What you have to do> Pull out the lines of the records below, starting at the very first line and stopping after the line that has "point(311, 20)". Copy each line without any change.

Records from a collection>
*-*-*
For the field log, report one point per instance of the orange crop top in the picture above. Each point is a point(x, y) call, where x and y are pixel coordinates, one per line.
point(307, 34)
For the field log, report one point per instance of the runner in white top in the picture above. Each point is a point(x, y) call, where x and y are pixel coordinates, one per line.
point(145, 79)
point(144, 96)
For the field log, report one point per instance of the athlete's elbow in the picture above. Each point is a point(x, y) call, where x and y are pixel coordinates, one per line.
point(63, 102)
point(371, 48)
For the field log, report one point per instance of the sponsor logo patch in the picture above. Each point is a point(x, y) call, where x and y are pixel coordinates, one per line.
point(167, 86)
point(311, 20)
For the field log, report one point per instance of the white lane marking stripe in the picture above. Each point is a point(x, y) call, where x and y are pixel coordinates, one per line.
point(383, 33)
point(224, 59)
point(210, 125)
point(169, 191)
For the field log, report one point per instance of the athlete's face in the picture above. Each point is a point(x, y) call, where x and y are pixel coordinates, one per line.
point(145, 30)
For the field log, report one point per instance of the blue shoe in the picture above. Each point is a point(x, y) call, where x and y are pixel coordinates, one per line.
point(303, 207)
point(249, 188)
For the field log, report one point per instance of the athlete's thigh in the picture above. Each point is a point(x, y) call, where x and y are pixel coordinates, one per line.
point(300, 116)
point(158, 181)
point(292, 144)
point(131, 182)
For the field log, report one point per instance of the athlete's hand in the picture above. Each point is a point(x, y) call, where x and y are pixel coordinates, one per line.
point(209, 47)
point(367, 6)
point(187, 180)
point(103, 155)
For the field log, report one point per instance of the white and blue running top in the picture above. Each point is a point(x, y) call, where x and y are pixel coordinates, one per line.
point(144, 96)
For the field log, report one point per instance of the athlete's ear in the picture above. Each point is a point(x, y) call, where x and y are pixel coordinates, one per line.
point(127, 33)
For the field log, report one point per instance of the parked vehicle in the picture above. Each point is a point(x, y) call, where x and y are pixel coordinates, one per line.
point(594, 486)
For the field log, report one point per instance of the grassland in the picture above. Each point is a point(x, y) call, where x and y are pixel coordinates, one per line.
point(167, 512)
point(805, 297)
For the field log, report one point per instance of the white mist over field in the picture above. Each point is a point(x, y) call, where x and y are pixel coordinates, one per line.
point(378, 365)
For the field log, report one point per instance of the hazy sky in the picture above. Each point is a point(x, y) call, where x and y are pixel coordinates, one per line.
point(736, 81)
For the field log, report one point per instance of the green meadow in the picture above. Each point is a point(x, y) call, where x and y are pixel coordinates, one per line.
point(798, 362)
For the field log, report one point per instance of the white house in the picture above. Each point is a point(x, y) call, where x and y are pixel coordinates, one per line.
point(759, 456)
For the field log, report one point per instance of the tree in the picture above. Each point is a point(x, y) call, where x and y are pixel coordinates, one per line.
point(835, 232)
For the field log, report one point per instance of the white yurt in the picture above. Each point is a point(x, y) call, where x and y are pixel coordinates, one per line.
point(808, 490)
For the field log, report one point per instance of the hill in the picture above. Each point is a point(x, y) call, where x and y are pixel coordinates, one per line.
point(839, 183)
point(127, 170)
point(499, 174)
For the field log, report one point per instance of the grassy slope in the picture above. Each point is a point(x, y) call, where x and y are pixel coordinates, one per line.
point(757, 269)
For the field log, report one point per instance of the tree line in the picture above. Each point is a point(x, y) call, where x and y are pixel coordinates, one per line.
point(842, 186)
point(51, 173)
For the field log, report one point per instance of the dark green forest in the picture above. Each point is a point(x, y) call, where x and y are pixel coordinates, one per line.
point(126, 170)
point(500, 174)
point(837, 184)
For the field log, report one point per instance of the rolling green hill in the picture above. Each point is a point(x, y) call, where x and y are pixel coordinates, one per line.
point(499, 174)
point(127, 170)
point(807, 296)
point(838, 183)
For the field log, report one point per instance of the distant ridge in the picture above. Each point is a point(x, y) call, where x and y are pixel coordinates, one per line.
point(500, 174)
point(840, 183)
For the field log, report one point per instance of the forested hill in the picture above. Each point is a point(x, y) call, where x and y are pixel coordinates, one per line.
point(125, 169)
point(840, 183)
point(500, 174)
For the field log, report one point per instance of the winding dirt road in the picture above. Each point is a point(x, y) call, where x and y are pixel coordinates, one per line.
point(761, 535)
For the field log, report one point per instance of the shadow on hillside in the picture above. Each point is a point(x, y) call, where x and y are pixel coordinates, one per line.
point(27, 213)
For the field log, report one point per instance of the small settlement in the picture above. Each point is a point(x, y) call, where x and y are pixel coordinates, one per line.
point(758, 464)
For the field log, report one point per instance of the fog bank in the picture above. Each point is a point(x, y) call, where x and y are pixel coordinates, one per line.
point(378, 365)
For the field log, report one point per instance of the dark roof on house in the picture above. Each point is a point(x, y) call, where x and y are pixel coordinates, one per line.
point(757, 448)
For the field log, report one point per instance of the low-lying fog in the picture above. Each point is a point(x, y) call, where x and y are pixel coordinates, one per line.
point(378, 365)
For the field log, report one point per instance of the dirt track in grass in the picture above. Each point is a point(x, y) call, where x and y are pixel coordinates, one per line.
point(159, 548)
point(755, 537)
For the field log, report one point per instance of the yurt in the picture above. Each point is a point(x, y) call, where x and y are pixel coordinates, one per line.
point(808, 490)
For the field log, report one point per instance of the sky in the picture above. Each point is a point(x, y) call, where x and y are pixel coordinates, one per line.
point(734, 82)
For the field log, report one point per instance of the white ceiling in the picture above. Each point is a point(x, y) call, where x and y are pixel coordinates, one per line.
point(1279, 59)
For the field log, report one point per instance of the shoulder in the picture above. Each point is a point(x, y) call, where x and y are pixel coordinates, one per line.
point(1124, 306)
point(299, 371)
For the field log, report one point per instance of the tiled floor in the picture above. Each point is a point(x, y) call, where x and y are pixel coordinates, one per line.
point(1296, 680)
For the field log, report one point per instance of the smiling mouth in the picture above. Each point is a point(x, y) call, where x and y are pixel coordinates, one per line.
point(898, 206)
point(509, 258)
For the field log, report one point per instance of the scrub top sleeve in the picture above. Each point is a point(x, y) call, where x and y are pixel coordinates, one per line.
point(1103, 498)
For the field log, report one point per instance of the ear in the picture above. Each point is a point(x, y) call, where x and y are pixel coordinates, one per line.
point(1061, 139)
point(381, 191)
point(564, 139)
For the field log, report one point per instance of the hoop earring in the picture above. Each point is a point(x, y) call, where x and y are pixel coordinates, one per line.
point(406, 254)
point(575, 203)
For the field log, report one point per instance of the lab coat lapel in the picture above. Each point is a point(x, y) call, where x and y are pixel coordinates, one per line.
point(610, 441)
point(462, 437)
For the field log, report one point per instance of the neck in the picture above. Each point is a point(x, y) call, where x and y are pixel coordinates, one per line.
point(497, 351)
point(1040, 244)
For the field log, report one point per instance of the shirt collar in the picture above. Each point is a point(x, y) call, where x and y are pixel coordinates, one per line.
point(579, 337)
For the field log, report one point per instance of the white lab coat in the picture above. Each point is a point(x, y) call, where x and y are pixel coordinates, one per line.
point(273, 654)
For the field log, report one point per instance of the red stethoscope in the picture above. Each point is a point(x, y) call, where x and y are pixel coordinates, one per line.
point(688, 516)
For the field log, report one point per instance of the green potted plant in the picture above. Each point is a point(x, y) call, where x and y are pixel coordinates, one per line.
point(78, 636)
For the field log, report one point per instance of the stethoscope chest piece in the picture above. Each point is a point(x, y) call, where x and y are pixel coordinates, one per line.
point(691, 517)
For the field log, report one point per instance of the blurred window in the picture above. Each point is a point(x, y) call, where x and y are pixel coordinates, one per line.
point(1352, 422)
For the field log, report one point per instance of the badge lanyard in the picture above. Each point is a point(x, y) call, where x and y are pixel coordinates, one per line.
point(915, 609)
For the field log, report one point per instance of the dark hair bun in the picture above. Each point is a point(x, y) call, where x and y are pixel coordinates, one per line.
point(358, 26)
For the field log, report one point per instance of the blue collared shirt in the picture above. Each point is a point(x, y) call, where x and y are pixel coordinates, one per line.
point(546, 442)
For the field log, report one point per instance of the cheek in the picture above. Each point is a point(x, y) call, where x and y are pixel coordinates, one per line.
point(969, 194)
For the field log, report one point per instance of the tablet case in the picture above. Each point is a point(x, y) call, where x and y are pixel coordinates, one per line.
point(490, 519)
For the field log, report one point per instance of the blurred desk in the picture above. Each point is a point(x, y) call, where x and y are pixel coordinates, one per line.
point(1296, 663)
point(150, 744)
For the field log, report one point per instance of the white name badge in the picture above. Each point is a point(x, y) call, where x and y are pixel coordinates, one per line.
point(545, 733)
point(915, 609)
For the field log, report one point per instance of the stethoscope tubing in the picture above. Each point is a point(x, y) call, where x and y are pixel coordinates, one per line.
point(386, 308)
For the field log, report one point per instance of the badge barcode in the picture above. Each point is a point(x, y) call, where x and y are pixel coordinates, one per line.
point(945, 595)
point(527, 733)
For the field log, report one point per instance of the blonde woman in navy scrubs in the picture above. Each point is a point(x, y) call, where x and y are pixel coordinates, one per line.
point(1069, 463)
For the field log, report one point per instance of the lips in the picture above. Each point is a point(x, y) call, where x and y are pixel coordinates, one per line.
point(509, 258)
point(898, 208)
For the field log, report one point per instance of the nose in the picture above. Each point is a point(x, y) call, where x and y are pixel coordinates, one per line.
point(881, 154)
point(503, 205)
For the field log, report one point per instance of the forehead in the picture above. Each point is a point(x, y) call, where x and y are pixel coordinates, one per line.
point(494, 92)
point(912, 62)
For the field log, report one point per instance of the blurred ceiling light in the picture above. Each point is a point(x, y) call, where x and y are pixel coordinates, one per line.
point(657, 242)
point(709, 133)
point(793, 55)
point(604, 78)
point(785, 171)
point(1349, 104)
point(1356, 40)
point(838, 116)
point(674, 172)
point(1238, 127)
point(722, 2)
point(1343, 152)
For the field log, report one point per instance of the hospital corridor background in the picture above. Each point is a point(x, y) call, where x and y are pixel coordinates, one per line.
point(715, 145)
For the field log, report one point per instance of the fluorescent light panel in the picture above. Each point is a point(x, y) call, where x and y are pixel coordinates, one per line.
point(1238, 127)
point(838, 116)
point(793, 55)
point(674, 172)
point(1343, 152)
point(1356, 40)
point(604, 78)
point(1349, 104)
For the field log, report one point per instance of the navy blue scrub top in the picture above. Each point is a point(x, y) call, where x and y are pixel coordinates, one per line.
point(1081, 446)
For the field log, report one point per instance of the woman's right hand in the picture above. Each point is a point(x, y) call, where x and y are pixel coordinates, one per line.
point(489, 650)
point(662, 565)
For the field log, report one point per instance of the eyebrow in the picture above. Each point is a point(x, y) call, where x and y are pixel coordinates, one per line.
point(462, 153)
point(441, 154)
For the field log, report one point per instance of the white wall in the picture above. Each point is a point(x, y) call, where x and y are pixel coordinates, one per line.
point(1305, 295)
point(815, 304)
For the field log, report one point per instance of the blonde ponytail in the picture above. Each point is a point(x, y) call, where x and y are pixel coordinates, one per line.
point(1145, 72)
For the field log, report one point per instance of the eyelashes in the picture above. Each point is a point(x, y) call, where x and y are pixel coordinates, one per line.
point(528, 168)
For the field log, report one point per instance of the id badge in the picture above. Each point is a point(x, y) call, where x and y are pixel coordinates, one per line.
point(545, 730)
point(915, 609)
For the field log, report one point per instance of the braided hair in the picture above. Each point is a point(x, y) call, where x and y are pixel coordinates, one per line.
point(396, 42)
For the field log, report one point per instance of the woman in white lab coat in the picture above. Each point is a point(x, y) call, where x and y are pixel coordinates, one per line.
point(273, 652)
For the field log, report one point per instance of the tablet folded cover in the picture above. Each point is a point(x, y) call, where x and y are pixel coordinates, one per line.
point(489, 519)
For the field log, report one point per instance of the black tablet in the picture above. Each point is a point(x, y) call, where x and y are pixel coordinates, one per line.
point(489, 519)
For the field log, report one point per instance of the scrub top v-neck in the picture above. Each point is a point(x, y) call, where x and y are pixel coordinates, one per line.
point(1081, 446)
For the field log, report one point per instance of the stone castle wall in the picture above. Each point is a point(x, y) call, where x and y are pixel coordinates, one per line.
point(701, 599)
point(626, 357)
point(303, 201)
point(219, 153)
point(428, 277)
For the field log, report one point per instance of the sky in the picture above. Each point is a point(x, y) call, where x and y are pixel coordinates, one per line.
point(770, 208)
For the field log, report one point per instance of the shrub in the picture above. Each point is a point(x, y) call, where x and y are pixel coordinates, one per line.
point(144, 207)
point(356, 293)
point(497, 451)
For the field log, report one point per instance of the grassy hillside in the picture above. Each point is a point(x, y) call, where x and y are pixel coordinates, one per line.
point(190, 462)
*-*-*
Exercise response>
For the field log, report one point per instance of the orange crop top in the picture above. Each point is a point(x, y) call, where x and y are pixel coordinates, one per line.
point(307, 34)
For the field log, report one point per instance of the runner in white top in the picture above. Each point is a point(x, y) call, where x and y are pixel coordinates, one per line.
point(145, 79)
point(144, 96)
For the field log, report one point per instance of the athlete's elbow in the picture above. Each point is a point(x, y) call, where x and y are pixel coordinates, one per line.
point(63, 102)
point(371, 48)
For the field log, report one point per instance of the sponsor logo patch in the picture above. Each point is a point(x, y) call, where x and y are pixel coordinates, one per line.
point(167, 86)
point(311, 20)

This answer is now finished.